# Given request
Convert the records below into a JSON list of strings, one per line and with blank lines omitted. Begin with the line containing "Drone-based agricultural survey in progress. Pinpoint stone step" and continue through the last line of the records.
------------------------------------------------------------------------
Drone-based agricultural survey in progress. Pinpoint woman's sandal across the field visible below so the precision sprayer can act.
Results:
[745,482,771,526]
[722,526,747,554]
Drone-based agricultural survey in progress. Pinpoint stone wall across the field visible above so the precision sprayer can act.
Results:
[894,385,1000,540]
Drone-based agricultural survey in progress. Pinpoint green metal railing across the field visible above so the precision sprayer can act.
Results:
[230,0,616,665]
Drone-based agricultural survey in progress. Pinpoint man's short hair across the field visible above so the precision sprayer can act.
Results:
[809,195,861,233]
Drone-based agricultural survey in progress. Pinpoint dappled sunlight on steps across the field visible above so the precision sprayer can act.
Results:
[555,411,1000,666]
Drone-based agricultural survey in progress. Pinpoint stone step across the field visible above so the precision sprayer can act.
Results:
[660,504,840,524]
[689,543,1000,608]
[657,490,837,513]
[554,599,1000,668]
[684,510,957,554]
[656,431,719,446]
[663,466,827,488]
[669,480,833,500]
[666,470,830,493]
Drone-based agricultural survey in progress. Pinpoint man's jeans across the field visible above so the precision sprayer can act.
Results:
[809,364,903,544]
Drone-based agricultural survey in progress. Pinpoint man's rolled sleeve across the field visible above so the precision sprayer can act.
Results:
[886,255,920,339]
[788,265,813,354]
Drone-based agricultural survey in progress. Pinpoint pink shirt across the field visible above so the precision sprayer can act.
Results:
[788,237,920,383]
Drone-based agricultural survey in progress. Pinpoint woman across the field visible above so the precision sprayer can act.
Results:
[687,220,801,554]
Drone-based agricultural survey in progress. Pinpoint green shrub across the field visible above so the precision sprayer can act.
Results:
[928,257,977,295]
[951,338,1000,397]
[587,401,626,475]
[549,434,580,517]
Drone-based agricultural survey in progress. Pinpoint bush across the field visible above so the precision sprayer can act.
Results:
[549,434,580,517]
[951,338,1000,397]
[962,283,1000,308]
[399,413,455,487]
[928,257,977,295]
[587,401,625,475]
------------------------------------------------------------------------
# Answer
[
  "Drone-based agricultural survey in progress. Pinpoint stone step across the field visible above so the precision sprayer can act.",
  "Results:",
  "[660,504,840,524]",
  "[689,543,1000,608]",
  "[657,490,837,513]",
  "[554,599,1000,668]",
  "[684,510,957,554]",
  "[656,431,719,446]",
  "[663,466,827,488]",
  "[669,480,833,500]",
  "[666,470,830,493]",
  "Drone-based agricultural survey in progress. Pinpoint man's jeans across the field visible above so the precision sprayer can act.",
  "Results:",
  "[809,364,903,544]",
  "Drone-based agricultural survey in progress. Pinpoint man's rolled sleeve across the field visible above so the precision sprayer can act.",
  "Results:",
  "[886,255,920,339]",
  "[788,265,813,354]",
  "Drone-based agricultural survey in progress. Pinpoint pink shirt across the field visible above so the precision sprayer can act.",
  "Results:",
  "[788,237,920,383]",
  "Drone-based agricultural survey in progress. Pinpoint woman across the field visible above so the precision sprayer can act.",
  "Results:",
  "[687,220,801,554]",
  "Drone-based agricultural survey in progress. Pinpoint green shrub across the field visible above so the precision sprayer can act.",
  "Results:",
  "[928,257,977,295]",
  "[951,338,1000,397]",
  "[587,401,626,475]",
  "[549,434,580,517]",
  "Drone-based agricultural survey in progress. Pinpoint bush across the field visible above so the precision sprayer can act.",
  "Results:",
  "[549,434,580,517]",
  "[951,338,1000,397]",
  "[962,283,1000,308]",
  "[399,413,455,487]",
  "[928,257,977,295]",
  "[587,401,625,475]"
]